═══ Supplied passage ═══

# Decision Trees

Decision trees are algorithms used to perform classfication and regression.

Previously we fitted DecisionTreeRegressor on the california housing data set. 

Decision trees are used as components in Random forest.

Lets begin by building a simple decision tree



In [6]:
#  A simple decision tree

from sklearn.datasets import load_iris
from sklearn.tree import DecisionTreeClassifier

iris = load_iris()

X = iris.data[:,2:] # We are using petal length and width

y = iris.target

tree_clf = DecisionTreeClassifier(max_depth = 2)

tree_clf.fit(X,y)




DecisionTreeClassifier(class_weight=None, criterion='gini', max_depth=2,
                       max_features=None, max_leaf_nodes=None,
                       min_impurity_decrease=0.0, min_impurity_split=None,
                       min_samples_leaf=1, min_samples_split=2,
                       min_weight_fraction_leaf=0.0, presort=False,
                       random_state=None, splitter='best')

To visualize the tree you just built, use export_graphviz() function



In [8]:
from sklearn.tree import export_graphviz

export_graphviz(tree_clf, out_file="iris_tree.png", feature_names = iris.feature_names[2:], class_names = iris.target_names,
               rounded = True, filled=True)

![image.png](attachment:image.png)

# How are predictions made?

Case 1: petal length = 2.3 

Suppose you have a sample having petal length  = 2.3

At the rood node, the decision tree checks if petal lenth  <= 2.45.

In this case petal length = 2.3

We move down the left node for which is a leaf node (does not have any child nodes of its own).

Therefore, we predict that the sample belongs to class setosa.

═══

Stated goal 1:
Restate word for word the portion of the decision tree tutorial starting with "# Decision Trees" and going on through "housing data set.".
The decision tree tutorial above has no connection to the records that follow it.

═══ Supplied information ═══

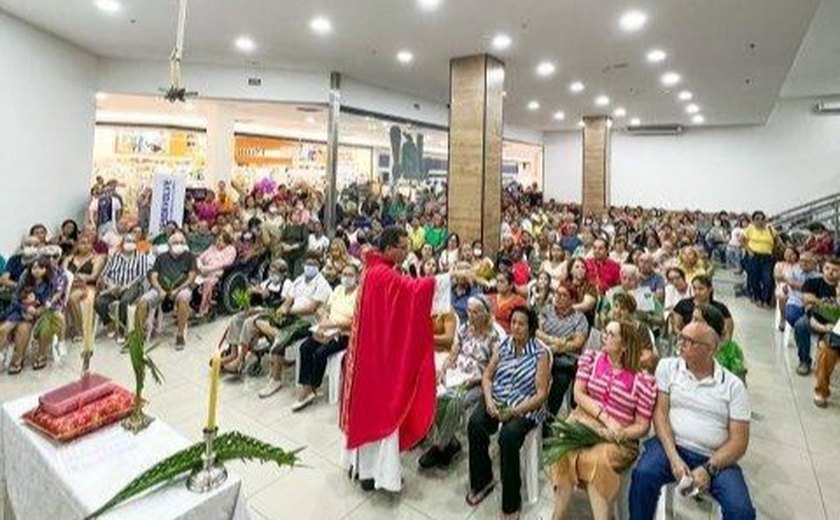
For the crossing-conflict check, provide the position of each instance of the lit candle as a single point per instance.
(213, 402)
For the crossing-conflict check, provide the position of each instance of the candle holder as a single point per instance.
(212, 473)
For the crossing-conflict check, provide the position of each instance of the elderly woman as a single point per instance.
(86, 266)
(459, 381)
(331, 335)
(32, 298)
(616, 398)
(211, 264)
(515, 386)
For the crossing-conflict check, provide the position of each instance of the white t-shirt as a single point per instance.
(701, 410)
(304, 293)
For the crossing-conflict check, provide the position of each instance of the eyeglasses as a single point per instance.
(682, 339)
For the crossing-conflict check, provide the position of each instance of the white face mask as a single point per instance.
(309, 271)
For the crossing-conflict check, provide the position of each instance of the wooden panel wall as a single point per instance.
(475, 148)
(596, 164)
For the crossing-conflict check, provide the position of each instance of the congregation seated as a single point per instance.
(33, 296)
(86, 266)
(515, 386)
(702, 421)
(171, 280)
(564, 331)
(703, 295)
(293, 319)
(615, 397)
(211, 265)
(123, 281)
(331, 334)
(459, 381)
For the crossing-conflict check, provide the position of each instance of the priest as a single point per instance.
(388, 403)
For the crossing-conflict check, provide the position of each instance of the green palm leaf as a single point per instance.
(229, 446)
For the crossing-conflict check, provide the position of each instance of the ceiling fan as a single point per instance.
(176, 92)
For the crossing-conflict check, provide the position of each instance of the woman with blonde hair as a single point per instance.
(615, 397)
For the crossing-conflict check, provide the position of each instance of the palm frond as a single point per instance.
(229, 446)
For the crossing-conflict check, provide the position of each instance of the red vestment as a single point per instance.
(389, 371)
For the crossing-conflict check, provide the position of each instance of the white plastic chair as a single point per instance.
(530, 460)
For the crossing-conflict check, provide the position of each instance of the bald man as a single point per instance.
(702, 421)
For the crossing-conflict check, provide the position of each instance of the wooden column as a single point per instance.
(596, 164)
(476, 123)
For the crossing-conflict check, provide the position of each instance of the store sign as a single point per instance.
(167, 202)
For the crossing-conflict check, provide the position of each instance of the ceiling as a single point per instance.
(734, 55)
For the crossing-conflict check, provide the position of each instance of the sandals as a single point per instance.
(474, 498)
(39, 363)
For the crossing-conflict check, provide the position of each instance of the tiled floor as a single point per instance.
(793, 463)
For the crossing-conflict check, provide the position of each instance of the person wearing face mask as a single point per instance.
(122, 281)
(172, 278)
(331, 335)
(293, 319)
(266, 295)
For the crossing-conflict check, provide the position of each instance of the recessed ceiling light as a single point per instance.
(428, 5)
(108, 6)
(501, 42)
(245, 44)
(405, 57)
(320, 25)
(546, 68)
(656, 55)
(632, 21)
(670, 79)
(576, 87)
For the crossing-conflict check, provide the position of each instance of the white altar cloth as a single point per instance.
(46, 480)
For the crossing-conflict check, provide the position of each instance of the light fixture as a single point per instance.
(428, 5)
(602, 101)
(656, 55)
(501, 42)
(108, 6)
(576, 87)
(245, 44)
(405, 57)
(632, 21)
(670, 79)
(546, 68)
(320, 25)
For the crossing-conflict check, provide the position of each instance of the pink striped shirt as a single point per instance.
(622, 393)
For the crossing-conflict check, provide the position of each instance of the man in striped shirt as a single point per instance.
(123, 280)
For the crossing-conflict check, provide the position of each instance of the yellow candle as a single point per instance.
(214, 390)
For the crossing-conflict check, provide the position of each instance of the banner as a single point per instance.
(167, 202)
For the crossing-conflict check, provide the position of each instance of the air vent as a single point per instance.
(827, 107)
(655, 130)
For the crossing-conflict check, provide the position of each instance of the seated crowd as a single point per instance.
(609, 321)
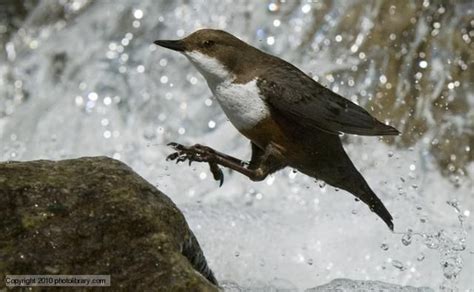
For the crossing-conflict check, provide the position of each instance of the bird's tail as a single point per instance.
(366, 195)
(345, 176)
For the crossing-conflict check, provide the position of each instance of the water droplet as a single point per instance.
(454, 204)
(420, 257)
(399, 265)
(406, 238)
(432, 242)
(452, 267)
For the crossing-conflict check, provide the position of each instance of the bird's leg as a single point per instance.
(263, 162)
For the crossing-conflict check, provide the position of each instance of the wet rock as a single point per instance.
(96, 216)
(342, 285)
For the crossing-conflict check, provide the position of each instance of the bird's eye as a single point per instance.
(208, 43)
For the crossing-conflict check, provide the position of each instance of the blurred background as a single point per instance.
(80, 78)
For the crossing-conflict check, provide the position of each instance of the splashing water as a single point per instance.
(83, 78)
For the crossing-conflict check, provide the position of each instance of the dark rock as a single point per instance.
(96, 216)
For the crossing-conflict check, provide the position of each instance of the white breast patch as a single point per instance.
(242, 103)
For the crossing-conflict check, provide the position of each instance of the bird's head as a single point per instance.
(215, 53)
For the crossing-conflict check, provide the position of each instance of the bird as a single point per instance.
(290, 119)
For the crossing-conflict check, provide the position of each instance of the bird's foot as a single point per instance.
(197, 153)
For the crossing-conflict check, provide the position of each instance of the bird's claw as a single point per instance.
(217, 173)
(198, 153)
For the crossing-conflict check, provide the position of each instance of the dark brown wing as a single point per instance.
(300, 98)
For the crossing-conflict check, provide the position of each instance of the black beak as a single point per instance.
(172, 45)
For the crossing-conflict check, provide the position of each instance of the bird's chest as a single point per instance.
(241, 103)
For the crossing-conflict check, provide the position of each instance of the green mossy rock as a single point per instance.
(96, 216)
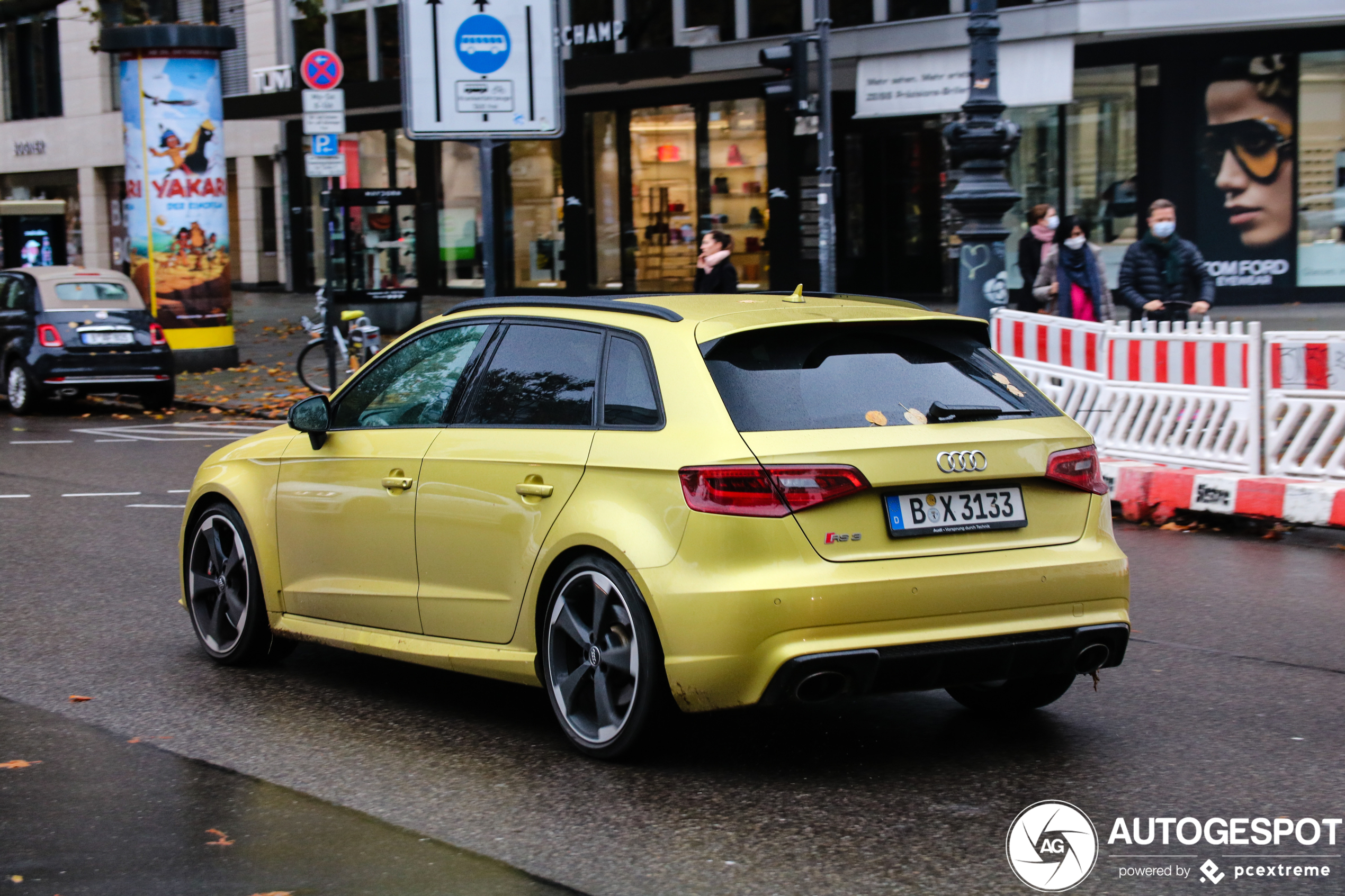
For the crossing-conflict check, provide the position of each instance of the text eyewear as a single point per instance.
(1261, 147)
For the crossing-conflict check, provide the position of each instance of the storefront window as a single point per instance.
(739, 186)
(1035, 173)
(460, 215)
(663, 198)
(1100, 175)
(1321, 170)
(600, 128)
(539, 210)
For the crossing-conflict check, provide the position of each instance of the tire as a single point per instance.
(604, 676)
(223, 592)
(21, 390)
(158, 400)
(1015, 695)
(312, 367)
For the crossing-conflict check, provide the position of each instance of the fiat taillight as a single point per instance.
(767, 491)
(1078, 468)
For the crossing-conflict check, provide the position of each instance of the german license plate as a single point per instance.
(106, 339)
(957, 511)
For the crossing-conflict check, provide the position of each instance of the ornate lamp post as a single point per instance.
(981, 146)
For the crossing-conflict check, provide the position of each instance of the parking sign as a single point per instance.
(474, 69)
(326, 144)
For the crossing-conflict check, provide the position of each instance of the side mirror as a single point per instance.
(312, 415)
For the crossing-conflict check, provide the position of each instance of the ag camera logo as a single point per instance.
(1052, 847)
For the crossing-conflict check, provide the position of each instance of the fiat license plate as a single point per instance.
(108, 339)
(957, 511)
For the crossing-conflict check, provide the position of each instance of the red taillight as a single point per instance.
(1078, 468)
(774, 491)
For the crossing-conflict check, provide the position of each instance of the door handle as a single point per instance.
(397, 481)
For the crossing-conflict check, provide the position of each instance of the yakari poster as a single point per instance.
(177, 188)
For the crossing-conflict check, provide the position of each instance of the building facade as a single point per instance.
(1234, 109)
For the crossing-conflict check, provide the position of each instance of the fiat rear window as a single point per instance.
(822, 376)
(93, 293)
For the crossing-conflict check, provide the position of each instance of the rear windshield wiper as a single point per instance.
(940, 413)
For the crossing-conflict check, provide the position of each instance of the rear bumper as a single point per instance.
(927, 667)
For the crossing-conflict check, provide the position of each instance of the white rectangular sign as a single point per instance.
(325, 166)
(481, 69)
(325, 123)
(1032, 73)
(325, 100)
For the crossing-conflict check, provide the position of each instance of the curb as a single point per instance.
(1154, 492)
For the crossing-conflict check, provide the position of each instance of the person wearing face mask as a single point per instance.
(1072, 281)
(1164, 268)
(1043, 222)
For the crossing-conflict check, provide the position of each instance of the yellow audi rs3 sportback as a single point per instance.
(731, 500)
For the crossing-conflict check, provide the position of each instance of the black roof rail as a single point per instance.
(567, 301)
(885, 300)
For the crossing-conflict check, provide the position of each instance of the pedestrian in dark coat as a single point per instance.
(1043, 222)
(1164, 268)
(715, 273)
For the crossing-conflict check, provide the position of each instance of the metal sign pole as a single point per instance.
(826, 161)
(487, 151)
(330, 324)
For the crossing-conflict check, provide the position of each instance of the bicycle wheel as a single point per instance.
(312, 367)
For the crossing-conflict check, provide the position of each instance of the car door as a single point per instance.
(494, 481)
(346, 512)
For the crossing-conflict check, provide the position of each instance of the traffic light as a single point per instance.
(793, 59)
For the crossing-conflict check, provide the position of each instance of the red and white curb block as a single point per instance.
(1156, 492)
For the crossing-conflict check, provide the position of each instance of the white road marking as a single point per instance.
(202, 432)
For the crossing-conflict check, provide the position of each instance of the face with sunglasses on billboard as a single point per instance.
(1249, 146)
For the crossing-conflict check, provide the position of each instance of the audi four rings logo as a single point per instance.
(961, 461)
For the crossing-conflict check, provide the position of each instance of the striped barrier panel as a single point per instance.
(1305, 403)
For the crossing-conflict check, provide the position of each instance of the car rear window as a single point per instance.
(822, 376)
(93, 293)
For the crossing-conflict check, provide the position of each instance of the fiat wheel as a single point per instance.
(223, 590)
(602, 659)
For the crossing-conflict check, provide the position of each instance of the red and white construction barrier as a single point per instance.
(1192, 415)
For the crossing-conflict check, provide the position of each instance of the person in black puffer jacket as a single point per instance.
(1164, 268)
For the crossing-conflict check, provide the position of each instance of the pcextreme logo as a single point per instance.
(1052, 847)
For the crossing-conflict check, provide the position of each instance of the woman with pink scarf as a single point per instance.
(715, 273)
(1032, 250)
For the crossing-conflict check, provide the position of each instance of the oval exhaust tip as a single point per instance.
(1091, 659)
(822, 685)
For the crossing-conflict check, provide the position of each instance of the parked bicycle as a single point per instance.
(364, 341)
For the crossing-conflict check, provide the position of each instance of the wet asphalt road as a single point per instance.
(1229, 704)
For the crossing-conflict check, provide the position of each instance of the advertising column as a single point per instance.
(177, 210)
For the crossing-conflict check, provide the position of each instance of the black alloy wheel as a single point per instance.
(21, 390)
(1013, 695)
(603, 665)
(223, 592)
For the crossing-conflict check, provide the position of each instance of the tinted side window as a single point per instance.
(539, 376)
(627, 391)
(414, 386)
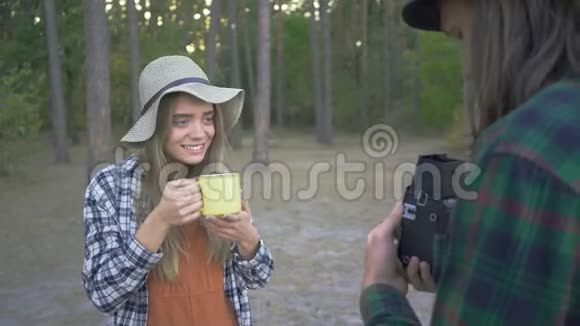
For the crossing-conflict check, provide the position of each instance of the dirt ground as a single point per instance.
(317, 243)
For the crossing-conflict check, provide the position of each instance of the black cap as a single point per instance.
(423, 14)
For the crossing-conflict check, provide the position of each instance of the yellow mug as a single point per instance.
(221, 194)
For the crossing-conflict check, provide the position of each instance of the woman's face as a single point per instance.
(191, 130)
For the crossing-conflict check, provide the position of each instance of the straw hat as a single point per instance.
(172, 74)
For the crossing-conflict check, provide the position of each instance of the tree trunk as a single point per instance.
(4, 19)
(134, 58)
(262, 116)
(387, 74)
(417, 78)
(59, 125)
(327, 75)
(397, 47)
(98, 83)
(249, 58)
(235, 136)
(364, 117)
(280, 68)
(214, 27)
(316, 73)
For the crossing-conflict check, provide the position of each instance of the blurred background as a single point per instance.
(317, 74)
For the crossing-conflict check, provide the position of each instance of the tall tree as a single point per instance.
(316, 73)
(262, 112)
(211, 43)
(248, 56)
(235, 136)
(280, 81)
(133, 56)
(364, 114)
(416, 46)
(59, 117)
(98, 82)
(327, 106)
(387, 71)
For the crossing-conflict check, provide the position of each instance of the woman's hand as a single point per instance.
(237, 228)
(180, 202)
(419, 275)
(381, 262)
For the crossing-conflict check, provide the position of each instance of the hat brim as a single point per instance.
(423, 15)
(230, 101)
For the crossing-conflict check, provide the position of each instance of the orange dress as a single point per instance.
(196, 296)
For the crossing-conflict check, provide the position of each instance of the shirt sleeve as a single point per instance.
(114, 267)
(256, 271)
(381, 304)
(514, 250)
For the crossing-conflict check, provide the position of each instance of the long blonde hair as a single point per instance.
(149, 190)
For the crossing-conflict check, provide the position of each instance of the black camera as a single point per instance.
(428, 205)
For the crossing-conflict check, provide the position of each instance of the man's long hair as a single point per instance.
(517, 48)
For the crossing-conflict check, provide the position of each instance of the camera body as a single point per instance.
(428, 205)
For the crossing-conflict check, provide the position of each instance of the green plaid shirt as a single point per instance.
(513, 256)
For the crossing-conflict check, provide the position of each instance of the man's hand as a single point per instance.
(237, 228)
(381, 262)
(419, 275)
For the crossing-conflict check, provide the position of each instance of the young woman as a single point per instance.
(513, 253)
(150, 257)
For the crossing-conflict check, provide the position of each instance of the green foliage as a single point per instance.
(441, 82)
(19, 111)
(25, 91)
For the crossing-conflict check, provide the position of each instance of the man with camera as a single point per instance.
(512, 253)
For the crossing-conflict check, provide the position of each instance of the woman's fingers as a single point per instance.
(189, 209)
(191, 218)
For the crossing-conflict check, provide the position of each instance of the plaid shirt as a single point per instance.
(116, 265)
(513, 256)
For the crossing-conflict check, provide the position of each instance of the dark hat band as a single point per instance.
(189, 80)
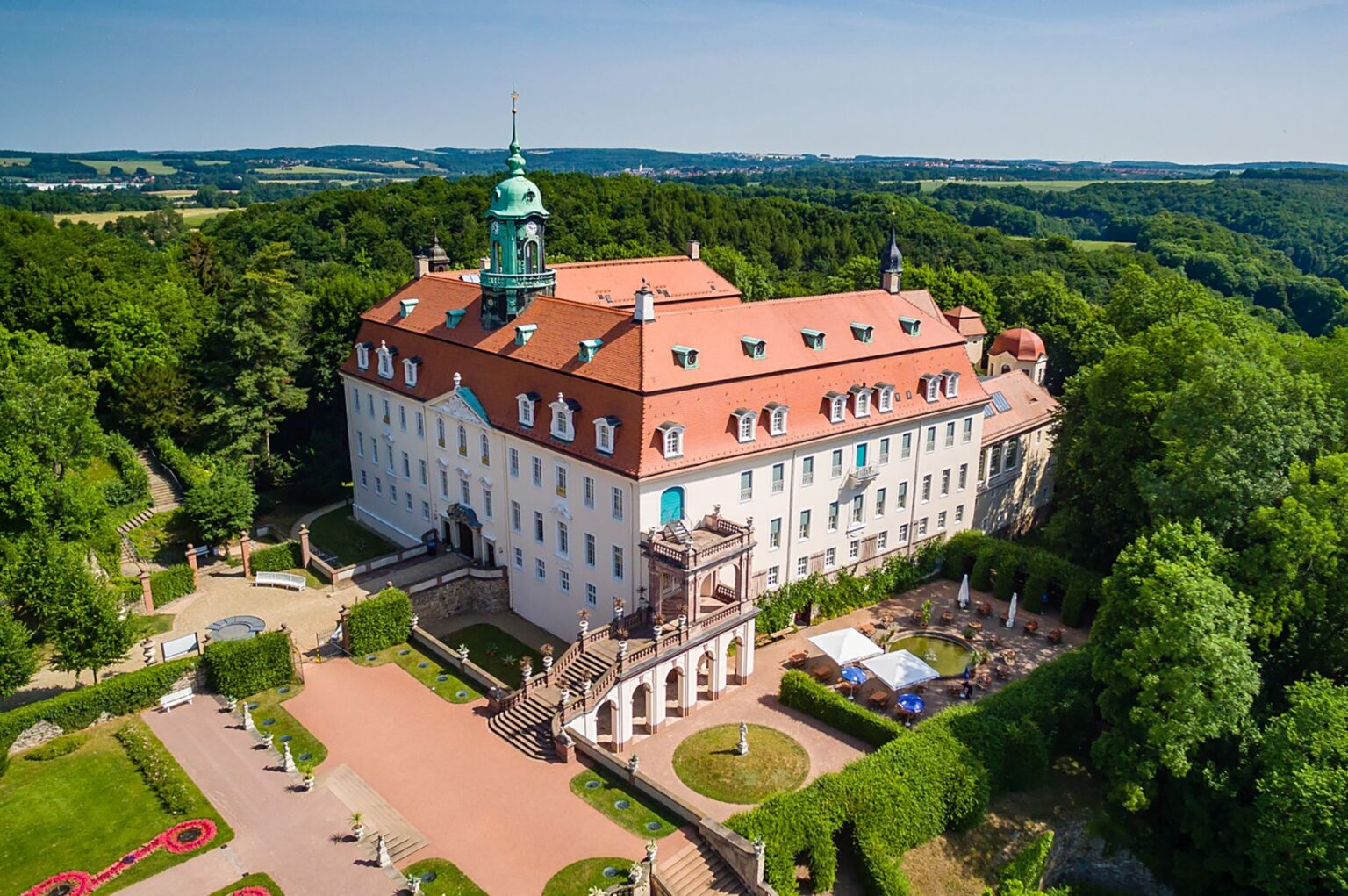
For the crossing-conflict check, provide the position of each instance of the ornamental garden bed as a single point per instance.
(621, 805)
(90, 821)
(427, 670)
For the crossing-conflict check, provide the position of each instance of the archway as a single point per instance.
(642, 709)
(674, 692)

═══

Stated goal 2:
In the records, quote every line starting with the line containing "with camera as a single point per instance." and going on through the final line of the records, omitting the pictures.

Exercise response 1:
# Decision Trees

Decision trees are algorithms used to perform classfication and regression.

Previously we fitted DecisionTreeRegressor on the california housing data set.

Exercise response 2:
For the crossing-conflict check, provide the position of each instance of the man with camera as a single point per instance.
(512, 253)
For the crossing-conflict check, provide the position of each instance of the woman's fingers as a single point per instance.
(189, 209)
(191, 218)
For the crossing-conflict check, provide the position of each instance of the plaid shirt as a single point per instance.
(116, 265)
(513, 256)
For the crossing-conflict check, provide the position of each instance of the dark hat band as a single point per instance.
(189, 80)
For the crossing-conflict check, provide the position of each instance of the ornamental garden bed as a single point per instance.
(621, 805)
(90, 821)
(427, 670)
For the crossing-conflict check, provide the position of each instance of the archway as a single point per instance.
(642, 709)
(674, 692)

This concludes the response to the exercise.